* WHAT THE TASK ASKS: Format every line of the entries below as a numbered list, skipping blank lines and leaving out any pictures.

* RECORDS TO PROCESS:
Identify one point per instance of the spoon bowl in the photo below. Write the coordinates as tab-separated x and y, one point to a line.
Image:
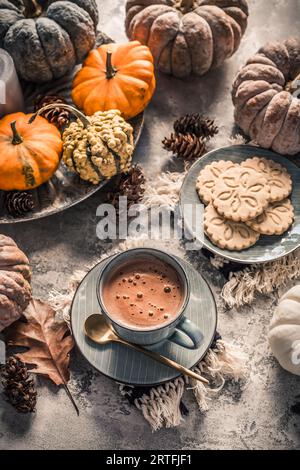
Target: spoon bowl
97	329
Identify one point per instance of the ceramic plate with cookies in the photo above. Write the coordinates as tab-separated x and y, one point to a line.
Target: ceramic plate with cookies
250	200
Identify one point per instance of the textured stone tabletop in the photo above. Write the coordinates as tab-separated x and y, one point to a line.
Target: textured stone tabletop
257	417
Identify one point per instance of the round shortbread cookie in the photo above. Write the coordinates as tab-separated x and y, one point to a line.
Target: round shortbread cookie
208	177
277	176
275	220
241	194
234	236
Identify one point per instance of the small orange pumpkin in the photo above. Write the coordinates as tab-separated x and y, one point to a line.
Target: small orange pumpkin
115	76
29	153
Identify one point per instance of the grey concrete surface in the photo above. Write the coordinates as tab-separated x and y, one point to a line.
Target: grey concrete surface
257	417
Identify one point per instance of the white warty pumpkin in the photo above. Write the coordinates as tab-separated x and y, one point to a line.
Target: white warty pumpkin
284	334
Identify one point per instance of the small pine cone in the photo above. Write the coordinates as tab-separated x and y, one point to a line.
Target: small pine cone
196	124
19	387
188	147
19	203
57	116
131	185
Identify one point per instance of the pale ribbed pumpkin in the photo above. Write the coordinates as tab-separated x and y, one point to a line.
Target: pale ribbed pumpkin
284	334
29	153
15	275
115	76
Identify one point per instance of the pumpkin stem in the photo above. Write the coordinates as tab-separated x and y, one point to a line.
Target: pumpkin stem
185	5
110	69
17	139
32	8
85	121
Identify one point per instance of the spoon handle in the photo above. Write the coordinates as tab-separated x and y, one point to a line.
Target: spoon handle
164	360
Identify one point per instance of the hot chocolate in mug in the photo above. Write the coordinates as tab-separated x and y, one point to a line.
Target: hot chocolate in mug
143	294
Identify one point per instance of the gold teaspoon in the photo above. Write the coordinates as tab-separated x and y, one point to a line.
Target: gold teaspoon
100	332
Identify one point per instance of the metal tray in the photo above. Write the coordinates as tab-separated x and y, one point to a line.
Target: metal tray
65	189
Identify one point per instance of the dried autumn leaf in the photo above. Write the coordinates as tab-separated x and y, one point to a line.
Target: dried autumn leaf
49	342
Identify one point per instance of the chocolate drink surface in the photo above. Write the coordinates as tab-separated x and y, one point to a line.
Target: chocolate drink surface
143	294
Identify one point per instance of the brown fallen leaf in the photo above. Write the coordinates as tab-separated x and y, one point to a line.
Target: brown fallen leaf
49	343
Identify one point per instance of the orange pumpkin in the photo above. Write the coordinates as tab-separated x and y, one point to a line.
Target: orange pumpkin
29	153
115	76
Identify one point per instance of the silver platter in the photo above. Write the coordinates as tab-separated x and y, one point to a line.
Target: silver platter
65	189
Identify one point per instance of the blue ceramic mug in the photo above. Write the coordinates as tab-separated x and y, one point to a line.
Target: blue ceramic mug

* OUTPUT OF THE TASK:
1. Identify one point per instance of the spoon bowl in the photo below. Write the coordinates as tab-separated x and y, one point to a line.
2. Image:
3. Target: spoon bowl
4. 97	329
5. Identify one point per instance of the ceramic plate with cookies in the photo above. Write the coordinates as tab-separated x and y, one point to a line.
6. Target: ceramic plate with cookies
7. 250	200
8. Identify one point per instance of the textured stone tabletop in the photo above. Write the coordinates as tab-separated x and y, one point to a line.
9. Target: textured stone tabletop
10. 257	417
11. Identify one point per instance of the round shortbread cookie in the photo above. Write the coordinates as tab-separated x and y, one point to a line.
12. Target: round shortbread cookie
13. 208	177
14. 277	176
15. 275	220
16. 241	194
17. 234	236
18. Identify one point per instance of the small orange pumpkin in the photo above. Write the coordinates as tab-separated x and y, one point to a line.
19. Target: small orange pumpkin
20. 115	76
21. 29	153
22. Identify one point per instance of the grey concrete surface in the photo above. Write the coordinates as tab-separated x and y, one point to a line.
23. Target: grey concrete surface
24. 257	417
25. Identify one point per instance of the white warty pumpkin in the photo above. Write the coordinates as tab-separated x and y, one point to a line.
26. Target: white warty pumpkin
27. 284	334
28. Identify one point per instance of the small pine cone in the photo above. Write the coordinates as tab-separated x and y, one point to a line.
29. Target: small pine cone
30. 196	124
31. 19	387
32. 188	147
33. 19	203
34. 57	116
35. 131	185
36. Identify one point per instance of the pale ribbed pumpkin in the photo above. Write the coordinates as tab-separated x and y, one point to a line.
37. Target: pale ribbed pumpkin
38. 284	334
39. 29	153
40. 15	275
41. 115	76
42. Identify one point per instance of the pumpkin stem in the photo above. Write the coordinates as tab-separated x and y, one point to a line.
43. Target: pumpkin stem
44. 185	5
45. 110	69
46. 17	139
47. 32	8
48. 85	121
49. Identify one point per instance of the spoon handle in the photo above. Write the coordinates as tab-separated x and y, one point to a line.
50. Target: spoon handle
51. 164	360
52. Identify one point per instance of the hot chocolate in mug in the photo above. Write the coordinates as tab-separated x and y, one point to a line.
53. Target: hot chocolate in mug
54. 143	294
55. Identify one point per instance of the gold teaspoon in the photo above. Write the coordinates as tab-separated x and y, one point to a line.
56. Target: gold teaspoon
57. 100	332
58. Identify one point per instance of the metal tray in the photo above. Write the coordinates as tab-separated x and y, one point to a line.
59. Target: metal tray
60. 65	189
61. Identify one point per instance of the dried autumn leaf in the photo above. Write the coordinates as tab-separated x and y, one point to a line.
62. Target: dried autumn leaf
63. 49	342
64. Identify one point per instance of the chocolate drink surface in the photo above. Write the coordinates as tab-separated x and y, one point to a line.
65. Target: chocolate drink surface
66. 143	294
67. Identify one point per instance of the brown fallen leaf in the photo above. Write the coordinates as tab-separated x and y, one point to a line.
68. Target: brown fallen leaf
69. 49	343
70. Identify one point per instance of the orange pumpkin in the photo above. Write the coordinates as tab-separated x and y, one point to a line.
71. Target: orange pumpkin
72. 29	153
73. 115	76
74. Identify one point per instance of the silver platter in the photo above. Write the coordinates as tab-separated x and y, one point to a line.
75. Target: silver platter
76. 65	189
77. Identify one point per instance of the blue ceramic mug in the photo above. Write the coordinates as tab-separated x and y, one point to a line.
78. Target: blue ceramic mug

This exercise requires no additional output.